━━━ AVAILABLE DATA

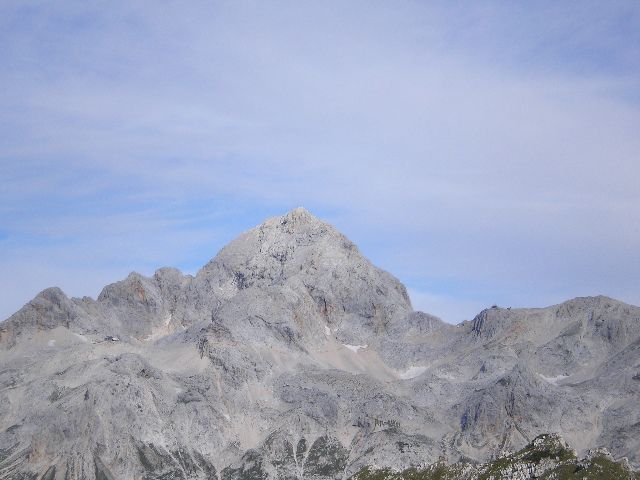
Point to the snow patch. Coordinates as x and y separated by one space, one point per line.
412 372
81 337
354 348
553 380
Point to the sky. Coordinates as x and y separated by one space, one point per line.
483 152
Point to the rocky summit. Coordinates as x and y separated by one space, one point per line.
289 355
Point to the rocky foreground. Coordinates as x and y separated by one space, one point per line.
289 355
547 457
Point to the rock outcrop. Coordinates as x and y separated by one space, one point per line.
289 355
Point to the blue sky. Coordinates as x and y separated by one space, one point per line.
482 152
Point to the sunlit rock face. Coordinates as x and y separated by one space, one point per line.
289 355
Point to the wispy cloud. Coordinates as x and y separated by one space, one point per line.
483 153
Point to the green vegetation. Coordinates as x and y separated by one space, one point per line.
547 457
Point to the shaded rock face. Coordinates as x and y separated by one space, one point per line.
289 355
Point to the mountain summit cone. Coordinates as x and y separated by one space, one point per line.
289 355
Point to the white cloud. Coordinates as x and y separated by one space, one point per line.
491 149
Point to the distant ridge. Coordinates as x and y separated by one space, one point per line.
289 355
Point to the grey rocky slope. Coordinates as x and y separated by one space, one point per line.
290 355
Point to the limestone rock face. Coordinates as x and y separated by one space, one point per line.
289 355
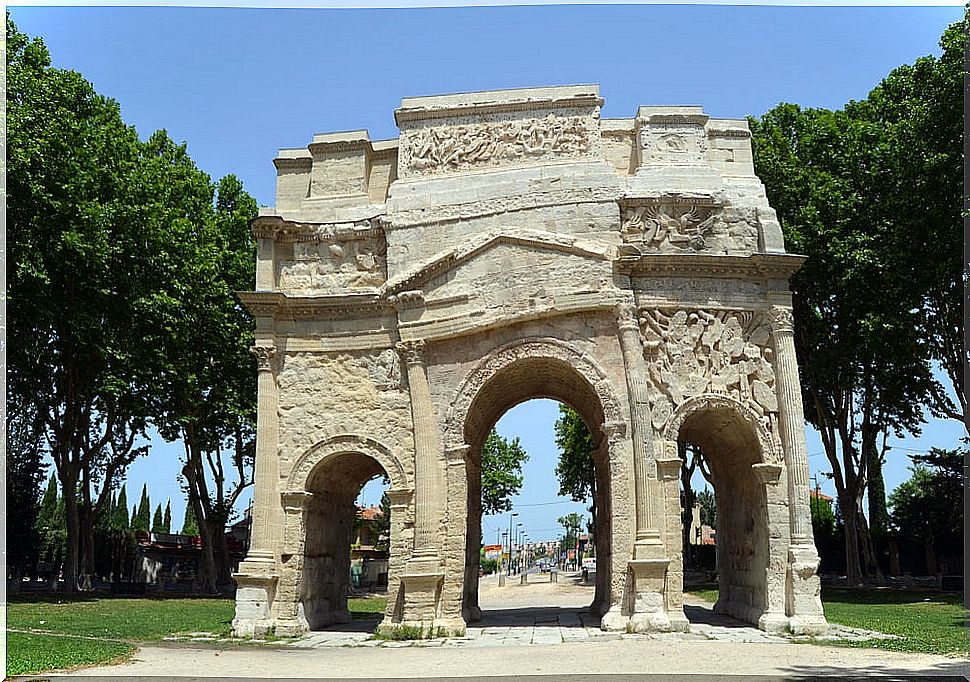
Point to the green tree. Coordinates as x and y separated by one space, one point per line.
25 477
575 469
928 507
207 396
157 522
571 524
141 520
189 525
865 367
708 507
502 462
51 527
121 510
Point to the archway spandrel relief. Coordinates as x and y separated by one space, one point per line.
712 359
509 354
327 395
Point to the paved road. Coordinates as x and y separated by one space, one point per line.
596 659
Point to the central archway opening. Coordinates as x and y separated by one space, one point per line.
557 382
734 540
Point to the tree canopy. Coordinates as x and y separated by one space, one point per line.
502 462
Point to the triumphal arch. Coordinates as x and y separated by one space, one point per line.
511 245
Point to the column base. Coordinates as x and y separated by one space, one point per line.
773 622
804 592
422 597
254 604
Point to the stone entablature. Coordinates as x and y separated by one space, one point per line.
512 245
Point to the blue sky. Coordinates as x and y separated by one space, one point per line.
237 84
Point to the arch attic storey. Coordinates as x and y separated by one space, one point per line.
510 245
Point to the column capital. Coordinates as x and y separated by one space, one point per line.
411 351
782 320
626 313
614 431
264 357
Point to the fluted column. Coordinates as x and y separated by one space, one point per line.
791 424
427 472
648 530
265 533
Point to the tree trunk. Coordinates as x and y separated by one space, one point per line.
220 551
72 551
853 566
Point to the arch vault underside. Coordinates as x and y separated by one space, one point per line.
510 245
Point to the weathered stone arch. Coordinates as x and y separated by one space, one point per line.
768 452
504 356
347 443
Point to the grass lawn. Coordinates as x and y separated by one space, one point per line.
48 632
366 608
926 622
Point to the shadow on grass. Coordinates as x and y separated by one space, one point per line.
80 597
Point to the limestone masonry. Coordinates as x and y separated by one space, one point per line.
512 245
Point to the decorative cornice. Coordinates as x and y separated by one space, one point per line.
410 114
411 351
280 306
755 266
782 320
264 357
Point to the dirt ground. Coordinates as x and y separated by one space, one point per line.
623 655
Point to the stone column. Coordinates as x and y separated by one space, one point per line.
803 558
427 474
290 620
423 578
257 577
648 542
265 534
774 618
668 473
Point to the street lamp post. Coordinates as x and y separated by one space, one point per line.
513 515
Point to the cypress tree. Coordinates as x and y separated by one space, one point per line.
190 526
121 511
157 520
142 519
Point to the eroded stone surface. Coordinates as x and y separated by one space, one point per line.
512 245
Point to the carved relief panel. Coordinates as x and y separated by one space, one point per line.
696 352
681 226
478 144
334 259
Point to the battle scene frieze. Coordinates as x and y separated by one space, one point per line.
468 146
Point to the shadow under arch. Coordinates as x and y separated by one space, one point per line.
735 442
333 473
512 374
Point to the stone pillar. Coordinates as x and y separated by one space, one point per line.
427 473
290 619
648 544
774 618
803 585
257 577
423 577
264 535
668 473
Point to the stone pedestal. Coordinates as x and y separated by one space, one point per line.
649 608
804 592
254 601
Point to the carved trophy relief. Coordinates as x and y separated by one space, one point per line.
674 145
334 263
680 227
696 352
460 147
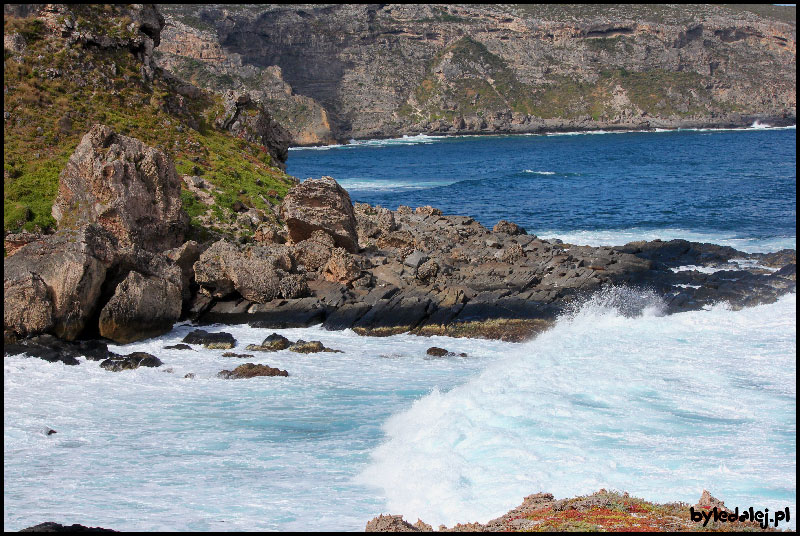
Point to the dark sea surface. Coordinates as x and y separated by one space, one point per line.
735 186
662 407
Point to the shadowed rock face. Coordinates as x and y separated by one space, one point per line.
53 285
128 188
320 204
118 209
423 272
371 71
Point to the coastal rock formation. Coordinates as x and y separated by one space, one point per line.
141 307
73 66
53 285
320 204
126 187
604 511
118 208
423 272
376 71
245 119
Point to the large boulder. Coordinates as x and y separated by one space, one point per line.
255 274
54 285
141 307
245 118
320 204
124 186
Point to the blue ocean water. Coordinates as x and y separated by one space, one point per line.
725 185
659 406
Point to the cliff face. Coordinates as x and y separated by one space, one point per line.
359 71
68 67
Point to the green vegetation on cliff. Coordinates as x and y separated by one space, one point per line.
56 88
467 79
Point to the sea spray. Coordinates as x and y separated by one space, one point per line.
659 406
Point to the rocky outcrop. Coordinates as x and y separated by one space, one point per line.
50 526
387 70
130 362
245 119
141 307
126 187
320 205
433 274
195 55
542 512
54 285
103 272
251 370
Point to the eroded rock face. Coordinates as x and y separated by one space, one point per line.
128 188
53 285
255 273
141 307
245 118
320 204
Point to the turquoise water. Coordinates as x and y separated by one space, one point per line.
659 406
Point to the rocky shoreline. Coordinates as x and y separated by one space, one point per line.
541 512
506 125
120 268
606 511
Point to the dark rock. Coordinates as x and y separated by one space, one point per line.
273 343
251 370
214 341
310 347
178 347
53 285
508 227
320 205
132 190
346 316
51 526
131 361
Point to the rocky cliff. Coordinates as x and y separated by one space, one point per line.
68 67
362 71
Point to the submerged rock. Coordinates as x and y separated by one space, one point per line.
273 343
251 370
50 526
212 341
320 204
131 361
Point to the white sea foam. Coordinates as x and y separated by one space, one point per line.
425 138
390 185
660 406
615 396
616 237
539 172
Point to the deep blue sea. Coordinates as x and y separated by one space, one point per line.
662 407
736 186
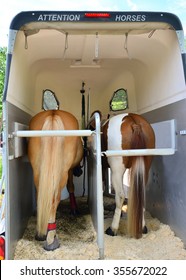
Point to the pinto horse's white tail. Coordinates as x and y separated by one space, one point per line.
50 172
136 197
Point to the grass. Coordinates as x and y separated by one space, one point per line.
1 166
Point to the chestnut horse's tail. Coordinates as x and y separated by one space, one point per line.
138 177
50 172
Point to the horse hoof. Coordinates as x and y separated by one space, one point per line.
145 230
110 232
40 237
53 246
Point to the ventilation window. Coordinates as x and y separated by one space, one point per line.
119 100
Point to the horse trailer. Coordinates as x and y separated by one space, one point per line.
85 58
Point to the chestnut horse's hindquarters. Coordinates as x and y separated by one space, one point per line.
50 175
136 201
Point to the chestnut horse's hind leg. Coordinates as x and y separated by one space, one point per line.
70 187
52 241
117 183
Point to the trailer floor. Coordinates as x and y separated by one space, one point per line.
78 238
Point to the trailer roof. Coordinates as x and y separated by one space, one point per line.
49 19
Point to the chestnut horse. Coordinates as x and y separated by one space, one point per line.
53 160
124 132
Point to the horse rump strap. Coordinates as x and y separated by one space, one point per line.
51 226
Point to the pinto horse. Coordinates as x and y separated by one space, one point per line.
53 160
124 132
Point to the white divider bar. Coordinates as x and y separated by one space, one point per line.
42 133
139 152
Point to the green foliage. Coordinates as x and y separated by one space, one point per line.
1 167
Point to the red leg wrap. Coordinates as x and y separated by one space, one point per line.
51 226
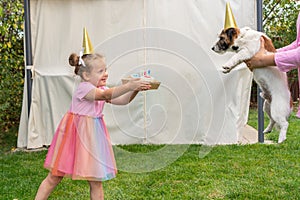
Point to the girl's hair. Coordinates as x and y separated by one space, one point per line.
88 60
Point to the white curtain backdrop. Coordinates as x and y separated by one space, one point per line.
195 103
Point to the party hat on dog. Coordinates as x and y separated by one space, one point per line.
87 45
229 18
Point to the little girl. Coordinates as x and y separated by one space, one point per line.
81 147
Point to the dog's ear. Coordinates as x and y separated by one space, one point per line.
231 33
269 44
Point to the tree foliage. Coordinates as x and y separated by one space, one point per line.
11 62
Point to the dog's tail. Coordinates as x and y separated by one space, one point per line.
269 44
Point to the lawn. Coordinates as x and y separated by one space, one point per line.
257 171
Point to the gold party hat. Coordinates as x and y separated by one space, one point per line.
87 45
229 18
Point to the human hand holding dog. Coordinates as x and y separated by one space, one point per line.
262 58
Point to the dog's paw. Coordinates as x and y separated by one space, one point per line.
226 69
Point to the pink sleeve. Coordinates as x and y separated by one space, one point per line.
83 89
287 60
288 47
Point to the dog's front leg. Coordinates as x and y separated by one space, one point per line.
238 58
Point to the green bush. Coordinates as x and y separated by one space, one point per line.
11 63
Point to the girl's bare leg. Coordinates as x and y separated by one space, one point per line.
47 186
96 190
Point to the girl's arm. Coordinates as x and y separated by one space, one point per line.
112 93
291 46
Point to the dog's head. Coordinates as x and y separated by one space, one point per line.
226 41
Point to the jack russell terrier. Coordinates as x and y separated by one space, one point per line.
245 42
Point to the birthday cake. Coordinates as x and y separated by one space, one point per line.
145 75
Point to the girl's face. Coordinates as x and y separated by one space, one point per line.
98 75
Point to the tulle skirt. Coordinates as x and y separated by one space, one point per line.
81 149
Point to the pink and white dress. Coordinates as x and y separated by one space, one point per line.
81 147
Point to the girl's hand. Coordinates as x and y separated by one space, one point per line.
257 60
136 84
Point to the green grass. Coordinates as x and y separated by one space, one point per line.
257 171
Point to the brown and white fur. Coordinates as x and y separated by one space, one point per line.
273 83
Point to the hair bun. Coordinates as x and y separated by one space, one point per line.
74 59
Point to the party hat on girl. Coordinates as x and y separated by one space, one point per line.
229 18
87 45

━━━━━━

Your task is to copy exactly, and only, the lines from the line with "Point to the human" through the last line of the entries, both included.

Point to the human hand holding dog. Coordinates as x and y separated by one space, one point per line.
262 58
Point to the dog's paw. Coordinates as x and y separated by one space, one point per line.
226 69
Point to the pink sleeve. Coordinates as x and y separated by one space, one point per line.
83 89
287 60
288 47
Point to the dog's front leg. Coordinates as x and y separated by one space, one point per line.
238 58
Point to the green bush. Coordinates as x and y separated by one space, one point per line.
11 63
Point to the girl's bare leg. Coordinates as x and y separated by one space, one point per line.
47 186
96 190
Point to the girl's arm. Coordinates as x and y separated by one space, one point per line.
112 93
291 46
Point to the dog's head. Coordinates as x and y separated by one space, one point per line.
226 41
Point to the jack russell terrier. Coordinates as x and y separated by one space, one point per line.
245 42
Point to the birthday cake. Coordinates as x and y separated by one space, one point per line.
145 75
Point to the girl's face. Coordinates as x and y separated by one space, one point per line.
98 75
Point to the tulle skirt. Coordinates as x and y separated by one space, one point per line.
81 149
Point to the pink and white dress. Coordinates as x and y separated by one space, one point per line.
81 147
Point to the girl's hand. Coordinates as x and y separated by one space, one point per line.
257 60
136 84
Point to the green grass. Coordinates as x and y separated by one space, one point per line.
257 171
Point to the brown and white fur. Coordinates as x and y separated by one space, one point per line.
273 83
Point to the hair bun. Coordinates as x and y separated by one space, one point per line.
74 59
Point to the party hat on girl. Coordinates as x and y separated by one space, one point per line.
229 18
87 45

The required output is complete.